◆ **What you should do**:
Each entry below should be written out exactly as it is, with no pictures.

◆ **Listed entries**:

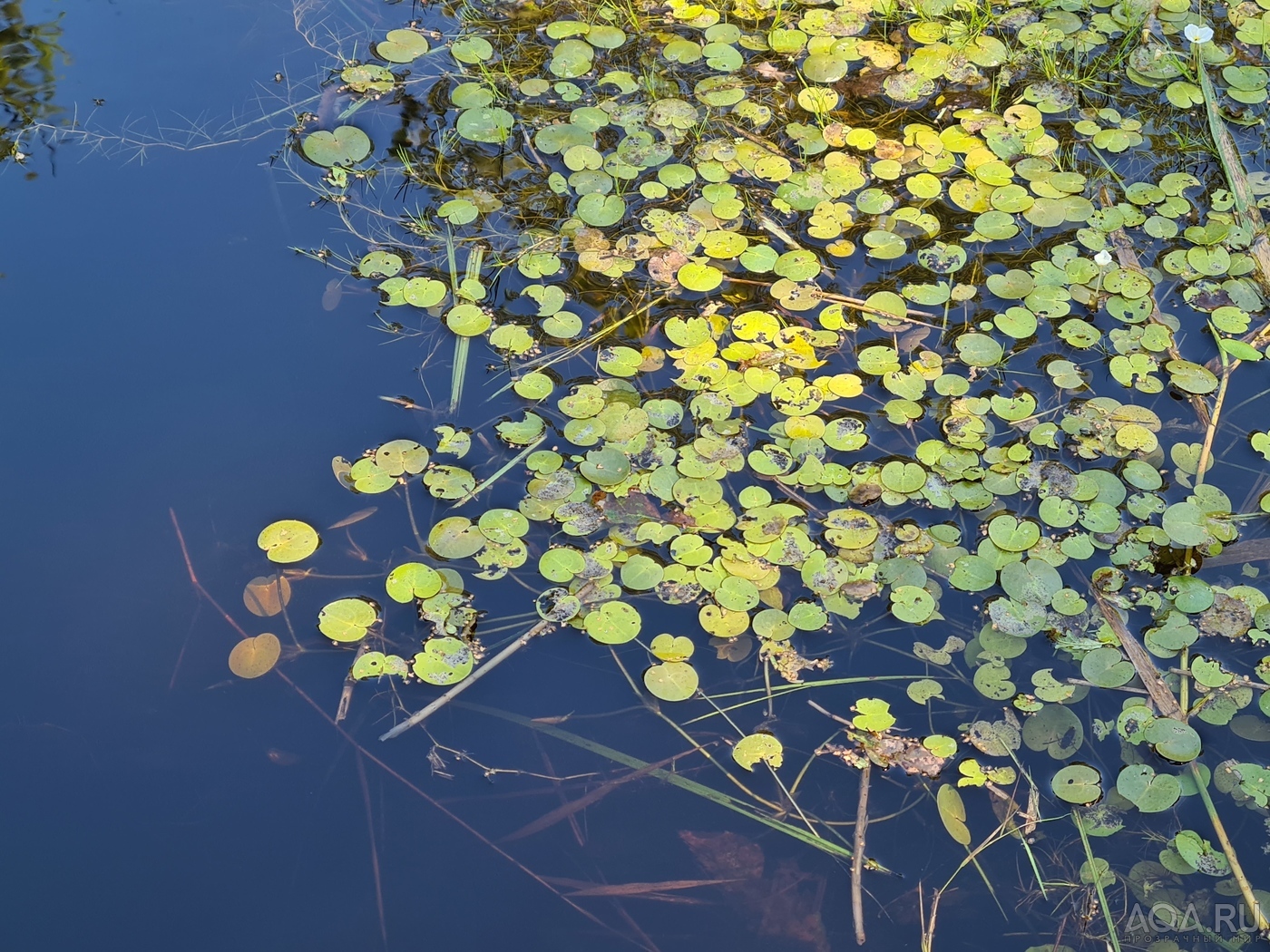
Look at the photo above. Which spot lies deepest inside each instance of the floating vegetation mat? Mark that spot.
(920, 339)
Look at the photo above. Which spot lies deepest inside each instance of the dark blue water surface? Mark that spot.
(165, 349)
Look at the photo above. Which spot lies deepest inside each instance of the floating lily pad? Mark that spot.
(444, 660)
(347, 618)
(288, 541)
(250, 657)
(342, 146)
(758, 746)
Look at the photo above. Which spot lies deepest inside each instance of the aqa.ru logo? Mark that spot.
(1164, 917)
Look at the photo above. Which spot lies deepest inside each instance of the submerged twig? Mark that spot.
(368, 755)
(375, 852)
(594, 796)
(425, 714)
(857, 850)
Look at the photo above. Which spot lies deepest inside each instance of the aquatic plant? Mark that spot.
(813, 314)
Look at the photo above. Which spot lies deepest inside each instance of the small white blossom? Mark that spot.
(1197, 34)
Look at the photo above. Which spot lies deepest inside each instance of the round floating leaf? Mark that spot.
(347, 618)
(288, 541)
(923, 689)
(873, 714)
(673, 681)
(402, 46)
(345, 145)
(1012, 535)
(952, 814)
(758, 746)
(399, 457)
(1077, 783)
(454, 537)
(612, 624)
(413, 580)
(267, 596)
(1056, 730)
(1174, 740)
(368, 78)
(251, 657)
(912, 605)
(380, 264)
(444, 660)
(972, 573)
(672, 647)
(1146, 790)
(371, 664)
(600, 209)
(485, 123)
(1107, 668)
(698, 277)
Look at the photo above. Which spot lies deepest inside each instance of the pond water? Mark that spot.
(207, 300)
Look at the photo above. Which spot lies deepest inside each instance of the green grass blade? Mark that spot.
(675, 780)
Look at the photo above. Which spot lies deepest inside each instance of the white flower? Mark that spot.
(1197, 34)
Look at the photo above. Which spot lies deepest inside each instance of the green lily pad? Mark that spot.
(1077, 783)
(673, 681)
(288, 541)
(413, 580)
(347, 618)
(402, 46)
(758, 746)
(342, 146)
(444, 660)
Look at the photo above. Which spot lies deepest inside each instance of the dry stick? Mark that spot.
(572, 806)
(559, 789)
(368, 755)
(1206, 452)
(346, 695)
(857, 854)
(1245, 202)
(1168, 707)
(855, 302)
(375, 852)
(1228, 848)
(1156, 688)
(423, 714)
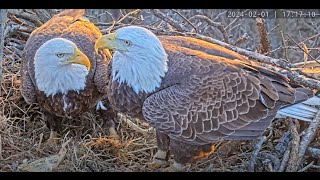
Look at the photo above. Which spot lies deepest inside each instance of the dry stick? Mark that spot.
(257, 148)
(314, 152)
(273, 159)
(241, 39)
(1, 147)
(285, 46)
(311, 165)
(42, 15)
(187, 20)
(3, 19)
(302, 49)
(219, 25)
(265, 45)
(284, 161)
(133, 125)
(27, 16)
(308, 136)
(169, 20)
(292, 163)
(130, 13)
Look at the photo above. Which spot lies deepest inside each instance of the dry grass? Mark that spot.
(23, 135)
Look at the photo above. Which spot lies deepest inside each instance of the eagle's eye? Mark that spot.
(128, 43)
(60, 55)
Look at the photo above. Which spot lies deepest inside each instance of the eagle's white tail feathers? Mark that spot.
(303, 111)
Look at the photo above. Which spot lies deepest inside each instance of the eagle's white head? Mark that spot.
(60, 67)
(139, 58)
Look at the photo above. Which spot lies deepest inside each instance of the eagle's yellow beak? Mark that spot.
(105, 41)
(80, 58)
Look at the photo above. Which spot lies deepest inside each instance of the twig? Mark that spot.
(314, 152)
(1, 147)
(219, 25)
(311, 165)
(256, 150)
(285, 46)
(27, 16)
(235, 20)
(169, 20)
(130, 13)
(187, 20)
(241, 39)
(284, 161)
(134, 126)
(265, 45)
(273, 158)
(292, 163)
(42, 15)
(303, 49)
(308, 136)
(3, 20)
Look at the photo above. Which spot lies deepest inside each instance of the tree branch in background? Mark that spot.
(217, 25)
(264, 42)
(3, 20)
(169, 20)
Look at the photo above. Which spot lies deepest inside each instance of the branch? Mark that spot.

◆ **Result of this task**:
Look at the photo above. Which spot lies deepest inside each instance of the floating vegetation mat? Mark that spot.
(920, 339)
Look at the photo above. Which spot lies deepest inside each instance of the dark blue water surface? Mark that spot.
(165, 349)
Look at the photo above. Which spot lies deepest inside each instance of the floating lily pad? Mark that spot.
(444, 660)
(347, 618)
(288, 541)
(250, 657)
(342, 146)
(758, 746)
Look at the photo above. Which spot lies deepest inside each instance of the aqa.ru logo? Mark that spot.
(1164, 917)
Look at the photo above. Which spot lies deepest inside each instance of the submerged twig? Mark that spot.
(368, 755)
(375, 852)
(594, 796)
(425, 714)
(857, 850)
Look at the photo above. Which spot lies deepest inside each instance of the aquatic plant? Mark that spot.
(813, 314)
Look at the photo above. Which spot lies deepest inside each instance of the small white blossom? Mark that spot.
(1197, 34)
Look at the photo above. Which spot lies deepest inside each instance of the round floating leaf? Mark that spot.
(347, 618)
(288, 541)
(923, 689)
(873, 714)
(673, 681)
(402, 46)
(345, 145)
(1012, 535)
(952, 814)
(758, 746)
(399, 457)
(1077, 783)
(454, 537)
(612, 624)
(413, 580)
(267, 596)
(1056, 730)
(1174, 740)
(368, 78)
(251, 657)
(912, 605)
(380, 264)
(444, 660)
(972, 573)
(672, 647)
(1146, 790)
(371, 664)
(600, 209)
(485, 123)
(1107, 668)
(698, 277)
Look at the photo above. Which spot lies deepest inside each instance of the pond water? Mark that spot.
(207, 300)
Look at the photo above. Which spot lies deepest inside each instance of the green grass blade? Mark that spot.
(675, 780)
Look at the photo above. Which spot lies deepest inside each instance of the white flower? Mark that spot.
(1197, 34)
Look at the photo above. Which spot lies deepest inside each instance of the green lily pad? Mark that spot.
(1077, 783)
(673, 681)
(288, 541)
(413, 580)
(347, 618)
(402, 46)
(758, 746)
(342, 146)
(444, 660)
Look at the photo above. Which spot lies deepest inside each instance of the dry stick? Mark that spot.
(572, 806)
(559, 789)
(368, 755)
(1206, 452)
(346, 695)
(857, 854)
(1245, 202)
(1168, 707)
(855, 302)
(375, 852)
(1228, 848)
(1156, 688)
(423, 714)
Look at the photo above. Which spot lies deepest inside each instance of the dry stick? Mark that spot.
(257, 148)
(314, 152)
(273, 159)
(241, 39)
(1, 147)
(285, 46)
(311, 165)
(42, 15)
(187, 20)
(3, 19)
(302, 49)
(219, 25)
(265, 45)
(284, 161)
(133, 125)
(27, 16)
(308, 136)
(169, 20)
(292, 163)
(130, 13)
Look at the photo above. Which spot lies deepest inside each instance of the dry grass? Mark that spot.
(23, 135)
Look at the photo above. Which spot lies deepest inside each instance of the eagle's eye? Mark that spot.
(128, 43)
(60, 55)
Look at the photo above. Which spot lies deepest inside each instance of the eagle's white tail feathers? Mark that spot.
(303, 111)
Look at the photo above. Which spot lies deepest inside each instance of the eagle's white head? Mark that spot.
(60, 67)
(139, 58)
Look at the photo above. Which spot lies deepest inside each instance of the eagle's yellow beak? Mark that spot.
(105, 41)
(80, 58)
Look at the photo above. Which spot lies deepest inside each instance of the twig? Mark that spot.
(314, 152)
(1, 147)
(219, 25)
(311, 165)
(256, 150)
(285, 46)
(27, 16)
(235, 20)
(169, 20)
(130, 13)
(187, 20)
(241, 39)
(284, 161)
(134, 126)
(265, 45)
(273, 158)
(292, 163)
(42, 15)
(303, 49)
(308, 136)
(3, 20)
Look at the photo above. Which spot lies deepest inside each instance of the tree branch in background? Mark that spot.
(217, 25)
(264, 42)
(3, 20)
(169, 20)
Look at the photo above. Which spot lies deepest inside each instance of the branch? Mark that spot.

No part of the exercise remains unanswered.